■ What needs to be done ■
From the entries below, copy out all lines holding "arched".

■ Data supplied ■
+ + + + + + +

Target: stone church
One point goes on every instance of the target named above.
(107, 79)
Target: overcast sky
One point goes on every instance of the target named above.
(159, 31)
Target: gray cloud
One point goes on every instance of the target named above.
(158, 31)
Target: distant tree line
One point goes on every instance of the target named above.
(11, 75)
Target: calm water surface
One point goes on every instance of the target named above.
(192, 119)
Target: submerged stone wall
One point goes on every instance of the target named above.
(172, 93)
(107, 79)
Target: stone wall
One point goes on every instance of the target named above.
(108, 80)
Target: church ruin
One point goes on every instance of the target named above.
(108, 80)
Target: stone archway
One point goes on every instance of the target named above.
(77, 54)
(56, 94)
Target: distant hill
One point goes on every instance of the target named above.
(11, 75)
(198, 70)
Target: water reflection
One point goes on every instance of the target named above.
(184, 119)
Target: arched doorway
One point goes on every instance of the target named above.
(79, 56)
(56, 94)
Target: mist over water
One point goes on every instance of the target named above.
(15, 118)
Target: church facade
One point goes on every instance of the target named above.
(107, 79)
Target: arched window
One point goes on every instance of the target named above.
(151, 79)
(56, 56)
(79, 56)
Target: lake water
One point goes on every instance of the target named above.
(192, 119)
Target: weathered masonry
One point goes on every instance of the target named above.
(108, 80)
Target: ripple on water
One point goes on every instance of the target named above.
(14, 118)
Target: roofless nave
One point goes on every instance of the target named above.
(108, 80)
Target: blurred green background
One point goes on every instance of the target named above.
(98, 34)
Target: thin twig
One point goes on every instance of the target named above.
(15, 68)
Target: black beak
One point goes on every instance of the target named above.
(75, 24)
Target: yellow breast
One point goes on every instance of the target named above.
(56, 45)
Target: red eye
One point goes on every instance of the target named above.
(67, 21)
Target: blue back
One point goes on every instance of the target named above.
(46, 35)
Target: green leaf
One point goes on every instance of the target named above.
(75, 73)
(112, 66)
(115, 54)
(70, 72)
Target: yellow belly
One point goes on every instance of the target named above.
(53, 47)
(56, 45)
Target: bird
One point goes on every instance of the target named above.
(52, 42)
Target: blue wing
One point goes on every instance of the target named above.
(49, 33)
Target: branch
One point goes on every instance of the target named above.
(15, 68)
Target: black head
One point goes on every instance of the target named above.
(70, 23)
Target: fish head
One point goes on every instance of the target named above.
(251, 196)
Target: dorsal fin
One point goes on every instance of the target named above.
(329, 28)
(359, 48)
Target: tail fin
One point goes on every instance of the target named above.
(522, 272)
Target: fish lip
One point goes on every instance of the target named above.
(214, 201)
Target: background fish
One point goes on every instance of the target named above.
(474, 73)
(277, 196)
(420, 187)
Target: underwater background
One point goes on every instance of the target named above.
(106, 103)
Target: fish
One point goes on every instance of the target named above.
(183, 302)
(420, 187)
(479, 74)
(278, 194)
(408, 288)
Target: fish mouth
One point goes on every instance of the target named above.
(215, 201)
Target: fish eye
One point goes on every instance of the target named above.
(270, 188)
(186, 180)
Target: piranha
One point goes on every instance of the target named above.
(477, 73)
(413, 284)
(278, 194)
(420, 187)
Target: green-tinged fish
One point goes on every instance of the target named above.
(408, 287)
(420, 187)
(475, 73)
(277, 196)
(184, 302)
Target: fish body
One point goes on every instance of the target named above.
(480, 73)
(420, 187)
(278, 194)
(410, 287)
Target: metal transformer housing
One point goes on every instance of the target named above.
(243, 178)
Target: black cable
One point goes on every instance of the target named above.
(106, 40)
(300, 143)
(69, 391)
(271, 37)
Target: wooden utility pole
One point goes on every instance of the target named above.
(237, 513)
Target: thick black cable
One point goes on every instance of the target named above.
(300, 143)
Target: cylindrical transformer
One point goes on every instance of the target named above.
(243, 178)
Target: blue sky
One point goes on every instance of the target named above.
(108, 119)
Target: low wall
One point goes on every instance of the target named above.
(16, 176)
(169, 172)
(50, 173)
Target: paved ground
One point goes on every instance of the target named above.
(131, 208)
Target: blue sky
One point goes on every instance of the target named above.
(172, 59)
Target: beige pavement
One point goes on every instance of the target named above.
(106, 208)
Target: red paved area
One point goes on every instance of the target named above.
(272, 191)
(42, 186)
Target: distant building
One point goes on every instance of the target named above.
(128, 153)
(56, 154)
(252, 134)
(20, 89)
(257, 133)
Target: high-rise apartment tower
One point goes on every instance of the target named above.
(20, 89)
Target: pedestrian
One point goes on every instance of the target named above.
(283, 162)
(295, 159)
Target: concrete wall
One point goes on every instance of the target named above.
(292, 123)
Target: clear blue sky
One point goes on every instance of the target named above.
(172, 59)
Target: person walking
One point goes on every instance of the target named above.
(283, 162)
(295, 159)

+ + + + + + +

■ Written reply ■
Target: arched doorway
Target: arched window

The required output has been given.